Requirement
A precise repetition of every line below is the required answer.

Data to use

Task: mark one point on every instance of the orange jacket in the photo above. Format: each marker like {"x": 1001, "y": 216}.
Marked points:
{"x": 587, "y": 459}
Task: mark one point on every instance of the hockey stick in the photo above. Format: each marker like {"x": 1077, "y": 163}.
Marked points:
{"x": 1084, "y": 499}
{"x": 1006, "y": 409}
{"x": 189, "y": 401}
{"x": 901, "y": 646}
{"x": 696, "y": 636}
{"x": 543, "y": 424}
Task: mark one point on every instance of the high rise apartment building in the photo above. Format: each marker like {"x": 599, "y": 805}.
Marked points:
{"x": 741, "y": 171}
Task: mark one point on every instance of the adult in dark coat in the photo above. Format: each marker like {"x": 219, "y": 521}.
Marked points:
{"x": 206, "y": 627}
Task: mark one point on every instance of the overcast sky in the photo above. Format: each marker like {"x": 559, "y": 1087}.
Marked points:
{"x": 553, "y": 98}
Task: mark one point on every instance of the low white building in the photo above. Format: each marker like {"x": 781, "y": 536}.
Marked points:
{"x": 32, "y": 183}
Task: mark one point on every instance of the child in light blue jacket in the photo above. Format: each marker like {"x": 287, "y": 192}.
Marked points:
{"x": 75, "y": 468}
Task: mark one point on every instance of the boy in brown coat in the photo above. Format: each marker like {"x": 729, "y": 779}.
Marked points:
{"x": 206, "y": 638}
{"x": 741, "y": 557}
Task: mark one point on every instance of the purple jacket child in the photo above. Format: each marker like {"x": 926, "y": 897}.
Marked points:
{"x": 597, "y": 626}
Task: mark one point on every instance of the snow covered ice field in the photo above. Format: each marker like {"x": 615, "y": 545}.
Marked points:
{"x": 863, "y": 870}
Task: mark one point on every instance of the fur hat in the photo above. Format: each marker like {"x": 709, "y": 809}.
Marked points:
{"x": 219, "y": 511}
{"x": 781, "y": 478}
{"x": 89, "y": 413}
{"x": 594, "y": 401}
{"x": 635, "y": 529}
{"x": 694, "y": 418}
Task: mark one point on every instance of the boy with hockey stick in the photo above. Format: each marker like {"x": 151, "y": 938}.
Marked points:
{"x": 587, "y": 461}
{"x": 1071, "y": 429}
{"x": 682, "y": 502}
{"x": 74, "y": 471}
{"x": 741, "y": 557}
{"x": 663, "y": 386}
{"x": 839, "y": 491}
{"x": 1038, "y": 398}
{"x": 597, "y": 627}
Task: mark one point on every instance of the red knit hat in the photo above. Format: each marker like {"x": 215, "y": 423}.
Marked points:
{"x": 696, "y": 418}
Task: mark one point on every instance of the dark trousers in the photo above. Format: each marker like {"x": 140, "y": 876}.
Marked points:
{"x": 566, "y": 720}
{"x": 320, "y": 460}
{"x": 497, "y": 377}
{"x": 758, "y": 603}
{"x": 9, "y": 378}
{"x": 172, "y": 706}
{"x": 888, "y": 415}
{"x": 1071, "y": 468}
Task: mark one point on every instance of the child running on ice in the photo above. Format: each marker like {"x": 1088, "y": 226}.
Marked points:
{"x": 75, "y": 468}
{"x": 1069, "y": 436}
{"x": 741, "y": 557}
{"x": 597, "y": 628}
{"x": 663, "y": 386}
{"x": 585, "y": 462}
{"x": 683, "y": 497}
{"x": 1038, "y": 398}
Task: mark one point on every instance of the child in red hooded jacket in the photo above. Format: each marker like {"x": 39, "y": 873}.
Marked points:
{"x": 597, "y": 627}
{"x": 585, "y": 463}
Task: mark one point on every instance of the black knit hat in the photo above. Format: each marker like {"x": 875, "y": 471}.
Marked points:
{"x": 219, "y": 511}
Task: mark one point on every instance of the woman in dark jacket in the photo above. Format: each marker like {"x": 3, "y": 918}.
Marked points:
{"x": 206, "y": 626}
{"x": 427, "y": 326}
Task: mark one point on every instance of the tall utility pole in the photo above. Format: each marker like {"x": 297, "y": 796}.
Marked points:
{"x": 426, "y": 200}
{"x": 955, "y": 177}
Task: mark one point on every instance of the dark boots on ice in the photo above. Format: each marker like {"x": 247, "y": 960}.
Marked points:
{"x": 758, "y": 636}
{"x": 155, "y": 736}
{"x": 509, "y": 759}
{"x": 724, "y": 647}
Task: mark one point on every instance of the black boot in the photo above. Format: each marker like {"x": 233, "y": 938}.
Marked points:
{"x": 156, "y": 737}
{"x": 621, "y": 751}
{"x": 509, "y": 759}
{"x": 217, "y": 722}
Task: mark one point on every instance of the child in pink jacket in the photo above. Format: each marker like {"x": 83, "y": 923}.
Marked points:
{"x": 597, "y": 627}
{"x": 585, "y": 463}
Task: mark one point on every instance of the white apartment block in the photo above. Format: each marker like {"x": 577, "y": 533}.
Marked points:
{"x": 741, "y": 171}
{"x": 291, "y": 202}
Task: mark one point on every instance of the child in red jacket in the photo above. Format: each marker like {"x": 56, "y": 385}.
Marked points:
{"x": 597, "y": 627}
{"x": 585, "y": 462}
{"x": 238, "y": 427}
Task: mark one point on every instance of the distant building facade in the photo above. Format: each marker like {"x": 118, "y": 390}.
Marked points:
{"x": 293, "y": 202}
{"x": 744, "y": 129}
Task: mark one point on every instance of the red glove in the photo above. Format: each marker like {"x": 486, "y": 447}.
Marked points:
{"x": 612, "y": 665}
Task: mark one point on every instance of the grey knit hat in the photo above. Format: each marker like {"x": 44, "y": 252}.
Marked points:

Response to the task
Task: mark one point on every instance of the orange jacket in the photo above. Format: each marker like {"x": 1001, "y": 216}.
Marked points:
{"x": 587, "y": 459}
Task: mark one point on every instance of the hockey stick in the photo above. Format: each marker like {"x": 1077, "y": 163}.
Marked points:
{"x": 1084, "y": 499}
{"x": 1006, "y": 409}
{"x": 189, "y": 401}
{"x": 901, "y": 646}
{"x": 696, "y": 636}
{"x": 543, "y": 424}
Task: mark one point on every instance of the high rise apartment building in the photo above. Format: each marker like {"x": 599, "y": 805}.
Marked points:
{"x": 741, "y": 171}
Task: mark one point on every instance of the adult in dark coat in the photo above. Format: each marker like {"x": 219, "y": 521}.
Marked points:
{"x": 206, "y": 627}
Task: mark one point on every instance of the overcast sky in the photo above. Format: each marker like {"x": 559, "y": 1087}.
Marked points:
{"x": 553, "y": 98}
Task: mark one point on every instance of the low white building in the photo above. Format: each marker like {"x": 781, "y": 536}.
Marked points:
{"x": 32, "y": 183}
Task: mark one point on every instance of the child in light blue jacket in the photo above. Format: each marker like {"x": 287, "y": 192}.
Marked points:
{"x": 75, "y": 468}
Task: mark one point on every instance of the boy in brown coat in the photo above. Format: each marker like {"x": 729, "y": 779}.
Marked points:
{"x": 206, "y": 638}
{"x": 741, "y": 557}
Task: mark one point on every instance of the purple jacket child in the photo above. Format: each marker like {"x": 926, "y": 897}.
Marked points:
{"x": 597, "y": 626}
Task: mark one point on every instance of the snow covered ice field in the photo above. Format: each marker like {"x": 615, "y": 545}.
Marked points:
{"x": 863, "y": 870}
Task: mark one point on every instance of the fur hat in the photo above. Format: each marker like {"x": 709, "y": 809}.
Marked points:
{"x": 219, "y": 511}
{"x": 781, "y": 478}
{"x": 89, "y": 413}
{"x": 594, "y": 401}
{"x": 635, "y": 529}
{"x": 694, "y": 418}
Task: mark one point on every instance of the boy with hockey stick in the photo above. Format: each marker like {"x": 151, "y": 938}.
Marked points:
{"x": 587, "y": 461}
{"x": 1071, "y": 429}
{"x": 682, "y": 502}
{"x": 74, "y": 471}
{"x": 741, "y": 557}
{"x": 663, "y": 386}
{"x": 839, "y": 491}
{"x": 1038, "y": 398}
{"x": 597, "y": 627}
Task: mark one point on every instance of the red knit hat in the photo above. Format: each marker like {"x": 215, "y": 423}.
Marked points:
{"x": 696, "y": 418}
Task: mark one point on every instance of the dark trousers in the photo above. Format: each marker like {"x": 140, "y": 876}.
Marked points:
{"x": 566, "y": 720}
{"x": 320, "y": 460}
{"x": 497, "y": 377}
{"x": 758, "y": 603}
{"x": 9, "y": 378}
{"x": 172, "y": 706}
{"x": 888, "y": 415}
{"x": 1071, "y": 468}
Task: mark one point on every instance of the child running on ice in the photo above. Format: each marker like {"x": 1088, "y": 226}.
Marked points:
{"x": 75, "y": 468}
{"x": 1069, "y": 436}
{"x": 741, "y": 557}
{"x": 597, "y": 628}
{"x": 663, "y": 386}
{"x": 585, "y": 462}
{"x": 683, "y": 497}
{"x": 1038, "y": 398}
Task: mark one point on every instance of the child in red hooded jacket in the photo above. Format: each marker like {"x": 39, "y": 873}.
Marked points:
{"x": 597, "y": 627}
{"x": 585, "y": 463}
Task: mark one point on every instance of the black knit hat in the photo above. Format: each marker like {"x": 875, "y": 471}.
Marked points:
{"x": 219, "y": 511}
Task: mark one point on every instance of the woman in dark jacket in the photo above. Format: each marker like {"x": 3, "y": 918}.
Marked points:
{"x": 206, "y": 626}
{"x": 427, "y": 326}
Task: mark one point on every instance of the tall utility pole in the photo above. Format: each marker like {"x": 297, "y": 796}.
Marked points:
{"x": 426, "y": 200}
{"x": 955, "y": 177}
Task: mark one point on every instance of the dark boots on ice in the photo above. Format: each marker like {"x": 247, "y": 960}.
Marked points:
{"x": 758, "y": 636}
{"x": 155, "y": 736}
{"x": 509, "y": 759}
{"x": 724, "y": 647}
Task: mark one point on every instance of the black boot in the photo above. Format: each marker like {"x": 233, "y": 938}.
Marked points:
{"x": 156, "y": 737}
{"x": 621, "y": 751}
{"x": 509, "y": 759}
{"x": 217, "y": 722}
Task: mark one point on every instance of the child in pink jacket in the photo above. Format: each marker like {"x": 83, "y": 923}.
Marked points:
{"x": 597, "y": 627}
{"x": 585, "y": 463}
Task: mark one point on every instance of the white apartment block in the photo above. Format: each marker like {"x": 577, "y": 533}.
Marked points:
{"x": 741, "y": 171}
{"x": 291, "y": 202}
Task: mark one point on every instance of the child in red jacket in the photo above. Format: each marker like {"x": 56, "y": 385}.
Marked points:
{"x": 597, "y": 627}
{"x": 585, "y": 462}
{"x": 238, "y": 427}
Task: mark one point on every instance of the distant building facade in the photo above. Format: each marker like {"x": 118, "y": 390}.
Marked points:
{"x": 293, "y": 202}
{"x": 744, "y": 129}
Task: mark one point on every instance of the red glove in the photo above. Format: each marker like {"x": 486, "y": 447}.
Marked points:
{"x": 612, "y": 665}
Task: mark one point on every instance of the grey knit hat in the photo above. Format: each marker like {"x": 44, "y": 252}.
Marked points:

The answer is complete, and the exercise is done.